Everything from the line holding "For the benchmark, mark every instance of the train front" through the last line below must be repeated exactly, and nothing else.
Begin Record excerpts
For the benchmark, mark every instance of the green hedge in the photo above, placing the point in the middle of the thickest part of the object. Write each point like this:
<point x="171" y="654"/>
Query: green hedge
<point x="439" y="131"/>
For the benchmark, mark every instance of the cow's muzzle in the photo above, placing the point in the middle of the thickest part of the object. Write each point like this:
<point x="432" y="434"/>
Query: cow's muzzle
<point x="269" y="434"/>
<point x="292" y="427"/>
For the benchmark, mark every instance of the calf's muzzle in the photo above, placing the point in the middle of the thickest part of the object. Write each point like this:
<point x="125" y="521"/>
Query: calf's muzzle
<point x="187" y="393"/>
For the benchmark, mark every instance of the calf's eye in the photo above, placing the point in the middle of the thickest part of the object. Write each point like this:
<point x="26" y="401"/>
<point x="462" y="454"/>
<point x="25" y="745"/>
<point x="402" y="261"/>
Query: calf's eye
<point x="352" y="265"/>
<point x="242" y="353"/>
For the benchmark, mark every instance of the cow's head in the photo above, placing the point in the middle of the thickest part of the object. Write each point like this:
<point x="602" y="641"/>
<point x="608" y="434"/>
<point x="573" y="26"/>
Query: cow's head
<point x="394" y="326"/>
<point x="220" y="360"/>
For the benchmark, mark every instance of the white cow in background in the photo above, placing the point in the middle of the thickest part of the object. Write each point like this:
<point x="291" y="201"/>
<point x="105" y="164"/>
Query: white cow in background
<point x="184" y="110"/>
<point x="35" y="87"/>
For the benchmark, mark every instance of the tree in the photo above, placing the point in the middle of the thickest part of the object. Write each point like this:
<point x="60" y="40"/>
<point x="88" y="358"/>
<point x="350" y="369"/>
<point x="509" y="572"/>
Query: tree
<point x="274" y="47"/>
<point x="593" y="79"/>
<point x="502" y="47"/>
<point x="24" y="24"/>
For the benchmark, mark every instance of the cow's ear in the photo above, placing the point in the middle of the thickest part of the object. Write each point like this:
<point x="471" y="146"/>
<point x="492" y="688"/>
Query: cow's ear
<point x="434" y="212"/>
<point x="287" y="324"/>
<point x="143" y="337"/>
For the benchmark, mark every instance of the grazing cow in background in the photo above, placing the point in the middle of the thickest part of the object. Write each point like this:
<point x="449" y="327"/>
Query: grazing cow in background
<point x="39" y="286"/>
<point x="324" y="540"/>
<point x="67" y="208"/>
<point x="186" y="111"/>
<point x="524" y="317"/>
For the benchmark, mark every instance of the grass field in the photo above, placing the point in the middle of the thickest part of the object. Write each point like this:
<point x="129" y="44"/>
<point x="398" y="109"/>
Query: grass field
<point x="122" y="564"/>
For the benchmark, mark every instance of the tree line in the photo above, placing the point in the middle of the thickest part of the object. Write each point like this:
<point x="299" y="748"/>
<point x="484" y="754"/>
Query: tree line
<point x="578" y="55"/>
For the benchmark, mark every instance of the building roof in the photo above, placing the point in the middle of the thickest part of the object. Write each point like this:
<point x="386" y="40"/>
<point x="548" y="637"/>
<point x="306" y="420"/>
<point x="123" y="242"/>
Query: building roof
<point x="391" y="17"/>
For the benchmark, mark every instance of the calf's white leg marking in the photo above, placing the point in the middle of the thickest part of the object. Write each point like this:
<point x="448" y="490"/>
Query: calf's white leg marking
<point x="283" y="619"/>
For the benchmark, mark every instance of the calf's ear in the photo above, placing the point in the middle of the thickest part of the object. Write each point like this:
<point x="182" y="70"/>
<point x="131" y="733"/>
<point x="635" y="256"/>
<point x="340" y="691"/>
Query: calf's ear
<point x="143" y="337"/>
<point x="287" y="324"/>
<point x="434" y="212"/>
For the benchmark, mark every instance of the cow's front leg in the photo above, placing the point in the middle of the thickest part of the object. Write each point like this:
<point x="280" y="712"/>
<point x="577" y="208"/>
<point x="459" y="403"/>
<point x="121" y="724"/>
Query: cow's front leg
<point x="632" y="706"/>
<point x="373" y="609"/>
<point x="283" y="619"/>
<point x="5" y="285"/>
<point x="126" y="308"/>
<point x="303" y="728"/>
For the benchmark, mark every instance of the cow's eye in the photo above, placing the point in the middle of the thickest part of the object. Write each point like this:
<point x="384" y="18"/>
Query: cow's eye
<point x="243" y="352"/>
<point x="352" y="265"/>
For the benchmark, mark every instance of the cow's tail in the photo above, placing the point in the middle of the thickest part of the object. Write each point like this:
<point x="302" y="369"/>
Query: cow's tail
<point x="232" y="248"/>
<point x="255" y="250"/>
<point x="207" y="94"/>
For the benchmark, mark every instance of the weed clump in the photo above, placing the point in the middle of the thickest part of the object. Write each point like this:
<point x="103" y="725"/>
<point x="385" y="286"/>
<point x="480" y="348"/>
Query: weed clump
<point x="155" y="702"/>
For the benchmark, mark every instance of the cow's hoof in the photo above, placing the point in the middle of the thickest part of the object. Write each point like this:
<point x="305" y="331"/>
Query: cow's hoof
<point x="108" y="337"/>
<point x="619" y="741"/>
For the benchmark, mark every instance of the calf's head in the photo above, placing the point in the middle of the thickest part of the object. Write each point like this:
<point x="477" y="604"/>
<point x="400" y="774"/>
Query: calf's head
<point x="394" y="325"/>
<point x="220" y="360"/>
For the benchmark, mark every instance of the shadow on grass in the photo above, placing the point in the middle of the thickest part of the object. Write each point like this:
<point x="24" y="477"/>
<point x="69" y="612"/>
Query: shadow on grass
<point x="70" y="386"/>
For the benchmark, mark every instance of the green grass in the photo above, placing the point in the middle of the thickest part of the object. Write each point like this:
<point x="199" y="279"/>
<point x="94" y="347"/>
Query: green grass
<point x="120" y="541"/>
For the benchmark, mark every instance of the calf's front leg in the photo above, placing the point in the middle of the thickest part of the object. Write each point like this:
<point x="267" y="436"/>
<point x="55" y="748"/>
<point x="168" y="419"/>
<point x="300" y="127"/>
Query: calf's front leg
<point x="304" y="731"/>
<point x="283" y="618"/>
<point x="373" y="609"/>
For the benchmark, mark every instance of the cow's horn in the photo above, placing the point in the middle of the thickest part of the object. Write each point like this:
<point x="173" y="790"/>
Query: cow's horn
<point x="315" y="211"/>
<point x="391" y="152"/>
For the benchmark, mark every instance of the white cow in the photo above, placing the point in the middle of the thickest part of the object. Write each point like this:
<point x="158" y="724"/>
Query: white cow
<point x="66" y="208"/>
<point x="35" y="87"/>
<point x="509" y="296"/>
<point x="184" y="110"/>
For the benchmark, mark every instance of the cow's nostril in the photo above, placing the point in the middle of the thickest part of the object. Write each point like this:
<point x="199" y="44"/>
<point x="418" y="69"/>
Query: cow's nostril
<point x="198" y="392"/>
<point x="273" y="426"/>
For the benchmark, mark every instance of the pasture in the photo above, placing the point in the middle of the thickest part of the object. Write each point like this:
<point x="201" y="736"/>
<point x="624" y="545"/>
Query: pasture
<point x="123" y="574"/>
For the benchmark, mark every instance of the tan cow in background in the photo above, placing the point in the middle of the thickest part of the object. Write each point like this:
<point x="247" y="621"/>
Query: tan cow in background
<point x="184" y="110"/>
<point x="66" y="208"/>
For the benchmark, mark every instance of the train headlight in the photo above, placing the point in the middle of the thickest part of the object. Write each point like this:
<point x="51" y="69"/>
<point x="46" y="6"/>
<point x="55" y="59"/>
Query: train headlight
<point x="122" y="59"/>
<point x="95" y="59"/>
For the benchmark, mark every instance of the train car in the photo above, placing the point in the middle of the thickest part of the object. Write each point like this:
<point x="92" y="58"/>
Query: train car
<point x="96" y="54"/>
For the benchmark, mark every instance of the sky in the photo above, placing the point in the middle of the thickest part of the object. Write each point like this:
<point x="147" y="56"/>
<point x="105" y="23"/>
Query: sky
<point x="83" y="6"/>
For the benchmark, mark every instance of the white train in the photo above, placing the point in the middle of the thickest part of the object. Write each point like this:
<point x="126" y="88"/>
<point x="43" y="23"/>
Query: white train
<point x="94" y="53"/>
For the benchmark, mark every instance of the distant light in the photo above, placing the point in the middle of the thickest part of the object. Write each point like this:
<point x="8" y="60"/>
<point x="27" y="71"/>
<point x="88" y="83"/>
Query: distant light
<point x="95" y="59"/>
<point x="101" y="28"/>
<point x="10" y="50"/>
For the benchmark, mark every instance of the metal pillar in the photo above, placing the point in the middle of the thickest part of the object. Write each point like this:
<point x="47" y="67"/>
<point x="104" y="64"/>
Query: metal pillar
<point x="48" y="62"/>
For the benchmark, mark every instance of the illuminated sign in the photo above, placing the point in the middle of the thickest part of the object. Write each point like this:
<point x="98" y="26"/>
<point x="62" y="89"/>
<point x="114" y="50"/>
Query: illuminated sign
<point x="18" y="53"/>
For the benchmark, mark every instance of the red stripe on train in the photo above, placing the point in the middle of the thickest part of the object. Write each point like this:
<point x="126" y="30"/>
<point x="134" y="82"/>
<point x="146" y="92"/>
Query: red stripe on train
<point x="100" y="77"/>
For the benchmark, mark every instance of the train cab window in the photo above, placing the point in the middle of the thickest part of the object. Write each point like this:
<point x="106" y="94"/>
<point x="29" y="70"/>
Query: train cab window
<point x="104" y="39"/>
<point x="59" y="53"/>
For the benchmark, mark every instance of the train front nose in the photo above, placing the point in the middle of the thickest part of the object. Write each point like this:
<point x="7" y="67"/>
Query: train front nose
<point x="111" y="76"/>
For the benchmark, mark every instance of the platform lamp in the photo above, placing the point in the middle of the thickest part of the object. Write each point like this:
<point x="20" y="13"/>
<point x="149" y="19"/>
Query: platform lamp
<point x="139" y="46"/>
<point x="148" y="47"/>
End Record excerpts
_Result of the exercise:_
For the benchmark, mark every instance of the train front nose in the photo above, placing the point in the middle of the thickest part of the object. Write each point like this:
<point x="7" y="67"/>
Query: train front nose
<point x="111" y="76"/>
For the benchmark, mark every instance of the platform lamp in the photo above, placing the point in the middle of the thickest part of the object. Write each point like this:
<point x="20" y="13"/>
<point x="149" y="19"/>
Query: platform lamp
<point x="139" y="46"/>
<point x="148" y="47"/>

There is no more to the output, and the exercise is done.